STORED ROWS.
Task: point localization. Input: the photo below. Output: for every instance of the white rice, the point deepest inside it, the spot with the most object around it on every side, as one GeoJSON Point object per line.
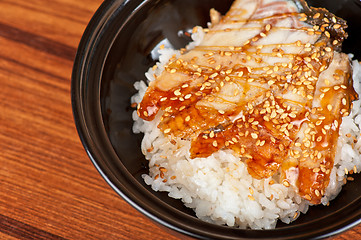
{"type": "Point", "coordinates": [219, 188]}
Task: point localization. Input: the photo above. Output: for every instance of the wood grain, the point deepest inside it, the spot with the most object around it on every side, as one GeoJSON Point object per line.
{"type": "Point", "coordinates": [48, 187]}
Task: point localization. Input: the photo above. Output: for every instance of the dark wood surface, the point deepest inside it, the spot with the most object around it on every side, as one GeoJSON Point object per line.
{"type": "Point", "coordinates": [48, 187]}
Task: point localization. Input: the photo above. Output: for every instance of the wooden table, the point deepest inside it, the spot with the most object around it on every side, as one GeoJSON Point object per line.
{"type": "Point", "coordinates": [49, 189]}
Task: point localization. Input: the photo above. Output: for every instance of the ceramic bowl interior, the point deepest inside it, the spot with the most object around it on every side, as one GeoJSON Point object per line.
{"type": "Point", "coordinates": [115, 51]}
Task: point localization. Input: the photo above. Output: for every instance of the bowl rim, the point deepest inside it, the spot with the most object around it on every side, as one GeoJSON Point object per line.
{"type": "Point", "coordinates": [86, 49]}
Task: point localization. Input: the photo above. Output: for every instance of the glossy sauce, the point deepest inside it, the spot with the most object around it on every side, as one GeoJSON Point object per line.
{"type": "Point", "coordinates": [262, 127]}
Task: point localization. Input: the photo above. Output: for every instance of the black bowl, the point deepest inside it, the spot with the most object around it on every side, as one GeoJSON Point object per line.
{"type": "Point", "coordinates": [114, 52]}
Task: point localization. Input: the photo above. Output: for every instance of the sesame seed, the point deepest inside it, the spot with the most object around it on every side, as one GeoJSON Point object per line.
{"type": "Point", "coordinates": [188, 96]}
{"type": "Point", "coordinates": [177, 92]}
{"type": "Point", "coordinates": [317, 193]}
{"type": "Point", "coordinates": [251, 197]}
{"type": "Point", "coordinates": [211, 134]}
{"type": "Point", "coordinates": [317, 15]}
{"type": "Point", "coordinates": [286, 183]}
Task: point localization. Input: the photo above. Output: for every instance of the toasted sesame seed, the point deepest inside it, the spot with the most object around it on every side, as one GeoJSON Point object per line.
{"type": "Point", "coordinates": [268, 27]}
{"type": "Point", "coordinates": [188, 96]}
{"type": "Point", "coordinates": [286, 183]}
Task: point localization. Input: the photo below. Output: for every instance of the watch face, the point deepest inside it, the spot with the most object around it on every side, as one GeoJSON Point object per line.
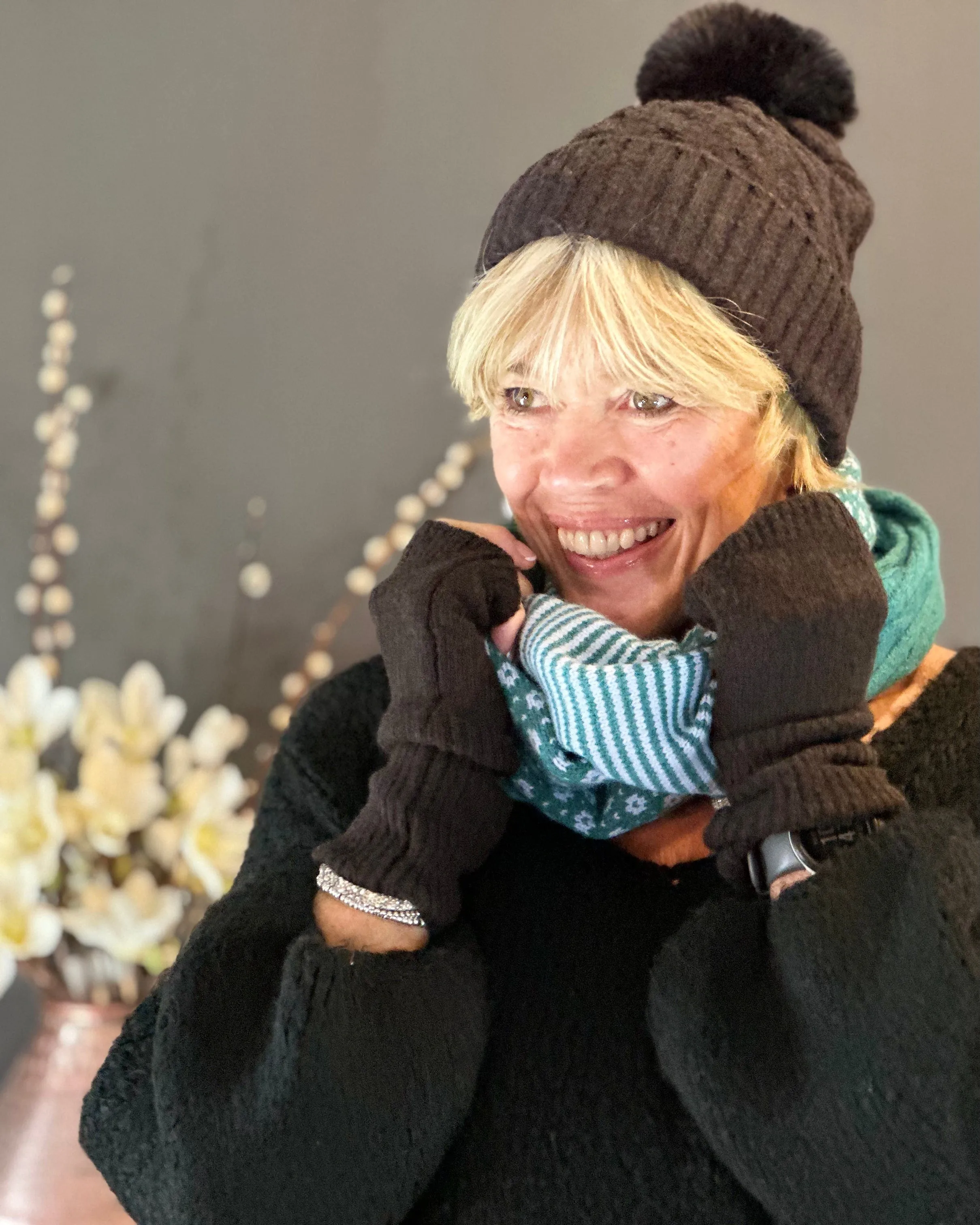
{"type": "Point", "coordinates": [822, 843]}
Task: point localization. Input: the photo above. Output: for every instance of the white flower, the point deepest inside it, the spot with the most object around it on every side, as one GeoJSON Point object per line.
{"type": "Point", "coordinates": [138, 718]}
{"type": "Point", "coordinates": [162, 839]}
{"type": "Point", "coordinates": [585, 822]}
{"type": "Point", "coordinates": [215, 837]}
{"type": "Point", "coordinates": [508, 674]}
{"type": "Point", "coordinates": [32, 716]}
{"type": "Point", "coordinates": [31, 830]}
{"type": "Point", "coordinates": [178, 762]}
{"type": "Point", "coordinates": [117, 797]}
{"type": "Point", "coordinates": [129, 923]}
{"type": "Point", "coordinates": [29, 928]}
{"type": "Point", "coordinates": [216, 734]}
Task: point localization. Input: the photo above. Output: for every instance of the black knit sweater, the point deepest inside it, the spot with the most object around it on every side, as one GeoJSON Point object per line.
{"type": "Point", "coordinates": [597, 1040]}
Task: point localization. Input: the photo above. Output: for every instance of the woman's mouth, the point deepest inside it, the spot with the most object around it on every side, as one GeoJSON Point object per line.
{"type": "Point", "coordinates": [595, 547]}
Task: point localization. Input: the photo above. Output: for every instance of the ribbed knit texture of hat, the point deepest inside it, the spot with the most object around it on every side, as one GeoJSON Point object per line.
{"type": "Point", "coordinates": [762, 215]}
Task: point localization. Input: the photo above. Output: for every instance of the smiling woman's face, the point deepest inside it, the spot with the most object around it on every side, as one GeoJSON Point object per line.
{"type": "Point", "coordinates": [624, 494]}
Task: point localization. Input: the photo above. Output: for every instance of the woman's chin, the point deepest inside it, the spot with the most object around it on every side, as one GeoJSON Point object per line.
{"type": "Point", "coordinates": [645, 604]}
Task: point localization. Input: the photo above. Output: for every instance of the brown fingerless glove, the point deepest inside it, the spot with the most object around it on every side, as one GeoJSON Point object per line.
{"type": "Point", "coordinates": [798, 607]}
{"type": "Point", "coordinates": [435, 810]}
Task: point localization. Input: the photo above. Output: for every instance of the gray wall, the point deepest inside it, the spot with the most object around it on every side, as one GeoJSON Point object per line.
{"type": "Point", "coordinates": [273, 210]}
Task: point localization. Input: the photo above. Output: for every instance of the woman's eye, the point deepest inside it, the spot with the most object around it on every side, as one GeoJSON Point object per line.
{"type": "Point", "coordinates": [650, 402]}
{"type": "Point", "coordinates": [520, 397]}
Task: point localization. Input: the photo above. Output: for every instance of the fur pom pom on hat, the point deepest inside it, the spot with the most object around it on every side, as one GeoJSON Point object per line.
{"type": "Point", "coordinates": [728, 171]}
{"type": "Point", "coordinates": [728, 51]}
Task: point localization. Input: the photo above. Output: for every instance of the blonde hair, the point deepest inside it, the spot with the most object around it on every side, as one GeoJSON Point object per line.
{"type": "Point", "coordinates": [606, 309]}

STATED EXERCISE. Each entry above should be reproduced exactly, with the pictures removed.

THE REPLY.
Task: point localization. Input: the photo below. Output: for every instance of the white rice, the point deepest inside it, the spot with the most object around it on every side, as one GeoJSON Point object per line.
{"type": "Point", "coordinates": [219, 188]}
Task: point localization. Input: the photo above. Output: for every instance of the wood grain, the point deepest inside it, the spot with the most object around it on every side, as one GeoJSON Point object per line.
{"type": "Point", "coordinates": [48, 187]}
Task: point localization. Input: the photo above. Output: for every instance of the dark wood surface, the point deepest inside it, the spot with the most object around it on every side, as one GeoJSON Point object per line.
{"type": "Point", "coordinates": [48, 187]}
Task: point localization. Input: the photo above. Output: for every instance of the wooden table, the point deepest inside it, the spot with the most object around it on every side, as one GeoJSON Point object per line.
{"type": "Point", "coordinates": [49, 189]}
Task: point localization. Input: the photo above. Output: for every instance of the ceramic bowl interior, the point deepest inside it, the spot with the most object around it on every side, as one GeoJSON Point object per line.
{"type": "Point", "coordinates": [115, 51]}
Task: point localization. Input: the photo above. Output: for every instance of the bowl rim, the point deepest inside it, the spot with the most object around it on every side, as one GeoJSON Point object per line.
{"type": "Point", "coordinates": [86, 49]}
Task: point localization. Input: the photo above. Output: for every instance of the glossy sauce, the point deepest inside it, the spot with the most object around it on every side, as one GeoJSON Point object per line.
{"type": "Point", "coordinates": [262, 127]}
Task: point localization. Input: the photo above. Output: for every instance of the black bowl, the point deepest inside it, the spot with the most object around it on every side, as one GeoJSON Point object per line.
{"type": "Point", "coordinates": [114, 52]}
Task: point localization. Input: the photo above. Output: for every instance of the sesame seed, the point deepest inside it, the spot with the most object around it on every side, as one GeoJSON Point object per line.
{"type": "Point", "coordinates": [188, 96]}
{"type": "Point", "coordinates": [177, 92]}
{"type": "Point", "coordinates": [317, 193]}
{"type": "Point", "coordinates": [251, 197]}
{"type": "Point", "coordinates": [211, 134]}
{"type": "Point", "coordinates": [317, 15]}
{"type": "Point", "coordinates": [286, 183]}
Task: point localization. Input: the photo above. Output: for every instance of the toasted sesame seed, the point deepest inside it, the spot with the most object around it on every side, as one GeoJSON Point object per line.
{"type": "Point", "coordinates": [268, 27]}
{"type": "Point", "coordinates": [188, 96]}
{"type": "Point", "coordinates": [286, 183]}
Task: point localization. Input: the photo below. Output: for every instance of the watch face, the point deepest inside it, the spot with the most object around it on every side, as one GeoJSON Point object per line.
{"type": "Point", "coordinates": [822, 843]}
Task: point localization. Input: the photo above. Output: for every instance of the white flower, the point deepest inside it, the spot with the most object around it on every side, as one GeoJSON Point object per line.
{"type": "Point", "coordinates": [138, 718]}
{"type": "Point", "coordinates": [162, 839]}
{"type": "Point", "coordinates": [585, 822]}
{"type": "Point", "coordinates": [215, 837]}
{"type": "Point", "coordinates": [508, 674]}
{"type": "Point", "coordinates": [32, 716]}
{"type": "Point", "coordinates": [31, 830]}
{"type": "Point", "coordinates": [178, 762]}
{"type": "Point", "coordinates": [117, 797]}
{"type": "Point", "coordinates": [129, 923]}
{"type": "Point", "coordinates": [29, 928]}
{"type": "Point", "coordinates": [216, 734]}
Task: point localization. Input: the photo above. Output: for every instance of the black knit sweater, the point deepest inside it, the spot with the most object around it on every side, as one GeoJSON Point object per line.
{"type": "Point", "coordinates": [597, 1040]}
Task: point localization. Input: the photo above. Output: for every instance of the woman's mouth, the point deepest inside it, the spot with the most object around it on every side, as one GeoJSON Point object per line.
{"type": "Point", "coordinates": [595, 547]}
Task: point localization. Input: the photo above. Output: for every instance of the ribbed knit texture of hat, the point deepest inside it, the spot with the most object around it on every side, as one GeoJSON Point object per line.
{"type": "Point", "coordinates": [762, 215]}
Task: point localization. Input: the photo above. Output: for every instance of the smiling woman's face, the point deepest inside it, the spot with the most object around it on every side, as one GeoJSON Point object per line.
{"type": "Point", "coordinates": [624, 494]}
Task: point localization. Input: the photo above. Output: for every instance of the woman's chin, the point deepest inside it, the spot with the most object around it on every side, as one GeoJSON Point object per line.
{"type": "Point", "coordinates": [645, 604]}
Task: point localization. Input: the photo above. Output: for every instance of the brown fingerless glove, the point deepest inside it, the spot with the most object around it on every side, as one GeoJSON Point object per line.
{"type": "Point", "coordinates": [798, 607]}
{"type": "Point", "coordinates": [435, 810]}
Task: point localization. Input: the photo above. Output: for every instance of the gray wall, the point deepest inside it, the spot with the most object around it on every side, as one GeoJSON Point object per line.
{"type": "Point", "coordinates": [273, 210]}
Task: point localization. Input: the photo above. Output: for every instance of the woman's eye, the point deepest inside it, the spot with the most object around it on every side, as one GeoJSON Point object per line.
{"type": "Point", "coordinates": [650, 402]}
{"type": "Point", "coordinates": [520, 397]}
Task: point localization. Input: the photo above. Output: for every instance of the fur pom pom on hat, the point deepest inside it, the spot with the most object around it on every side, as one GeoJSON Point object per line.
{"type": "Point", "coordinates": [728, 171]}
{"type": "Point", "coordinates": [728, 51]}
Task: point localization. Input: the photo above. Output: for every instance of the blonde hair, the point deepest inside it, the spot with the most object around it on every side, as one GeoJSON Point object per line.
{"type": "Point", "coordinates": [606, 309]}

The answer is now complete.